Given text —
__________
September 28, 2023
I remember once, a number of years ago, my older son asked me if I enjoyed visiting people in the hospital. It was a simple question, but it sure made me think. I guess I had never thought about it that way. “Enjoy” probably isn’t the word I would use, I told him. But I believe it is one of the more important things that a pastor does. But the more I thought about it, I decided it also is one of the more difficult things I do.
There are the easy ones, of course. When babies are born or a simple procedure is sure to bring immediate relief or restore independence. But then there are the others. The operation that is one in what promises to be a long series. Or the operations that promise very little at all. Or the operations that never happen because there is simply nothing that can be done.
Those are the tough times because it goes against our very understanding of God. God loves us, we are convinced. But if God loves us, then why do these things happen? How do we go about explaining God in the midst of crisis? How do we find God’s hope in the midst of hopelessness?
__________
Entries shown —
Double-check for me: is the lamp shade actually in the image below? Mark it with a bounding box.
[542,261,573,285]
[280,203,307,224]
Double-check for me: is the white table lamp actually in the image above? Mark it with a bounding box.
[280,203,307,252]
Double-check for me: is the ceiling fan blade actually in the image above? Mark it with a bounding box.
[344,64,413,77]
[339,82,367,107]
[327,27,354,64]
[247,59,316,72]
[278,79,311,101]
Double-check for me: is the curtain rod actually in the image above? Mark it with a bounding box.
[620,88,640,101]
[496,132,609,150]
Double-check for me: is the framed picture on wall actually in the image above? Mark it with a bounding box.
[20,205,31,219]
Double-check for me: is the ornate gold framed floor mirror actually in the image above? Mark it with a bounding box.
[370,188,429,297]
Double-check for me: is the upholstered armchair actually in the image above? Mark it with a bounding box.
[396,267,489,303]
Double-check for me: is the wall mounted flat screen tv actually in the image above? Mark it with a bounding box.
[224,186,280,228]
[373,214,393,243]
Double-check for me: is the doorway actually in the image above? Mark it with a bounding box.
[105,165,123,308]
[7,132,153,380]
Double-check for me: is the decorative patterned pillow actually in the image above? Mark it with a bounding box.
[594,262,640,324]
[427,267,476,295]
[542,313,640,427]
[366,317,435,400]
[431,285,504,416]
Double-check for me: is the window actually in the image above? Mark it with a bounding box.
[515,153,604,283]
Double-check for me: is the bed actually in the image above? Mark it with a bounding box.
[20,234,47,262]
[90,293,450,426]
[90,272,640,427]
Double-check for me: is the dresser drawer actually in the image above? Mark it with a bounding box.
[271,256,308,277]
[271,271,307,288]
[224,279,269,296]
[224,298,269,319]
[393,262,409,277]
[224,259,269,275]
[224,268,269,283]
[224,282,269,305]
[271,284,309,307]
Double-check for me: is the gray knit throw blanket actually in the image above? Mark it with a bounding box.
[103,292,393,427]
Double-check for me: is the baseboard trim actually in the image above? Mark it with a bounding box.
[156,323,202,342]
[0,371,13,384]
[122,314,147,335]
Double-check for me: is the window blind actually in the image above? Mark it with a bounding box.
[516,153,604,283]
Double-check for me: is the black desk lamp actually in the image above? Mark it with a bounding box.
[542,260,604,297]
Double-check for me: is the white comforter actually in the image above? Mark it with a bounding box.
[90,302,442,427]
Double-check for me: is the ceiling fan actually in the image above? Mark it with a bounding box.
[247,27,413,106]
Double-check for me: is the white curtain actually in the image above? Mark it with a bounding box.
__________
Work instructions —
- A) For the reflection on hospital visits above, state whether each statement agrees with it. Answer yes or no for each, and quote the words from the text that decide it.
(i) The writer's older son asked whether the writer enjoyed visiting people in the hospital.
(ii) The writer told the son that "enjoy" was the right word for it.
(iii) The writer counts the birth of babies among the hard hospital visits.
- B) In the reflection on hospital visits, what did the writer decide hospital visiting also is after thinking about it more?
- C) Summarize the reflection on hospital visits in two sentences.

Answers to the exercises —
- A)
(i) Yes: "my older son asked me if I enjoyed visiting people in the hospital."
(ii) No: "“Enjoy” probably isn’t the word I would use, I told him."
(iii) No: "There are the easy ones, of course. When babies are born or a simple procedure is sure to bring immediate relief or restore independence."

- B) It is also one of the more difficult things the writer does.

- C) A son's question leads the writer, a pastor, to see hospital visiting as both one of a pastor's more important tasks and one of the more difficult. Some visits are easy, but the hard ones, where little or nothing can be done, go against the belief that God loves us and raise the question of how to find God's hope amid hopelessness.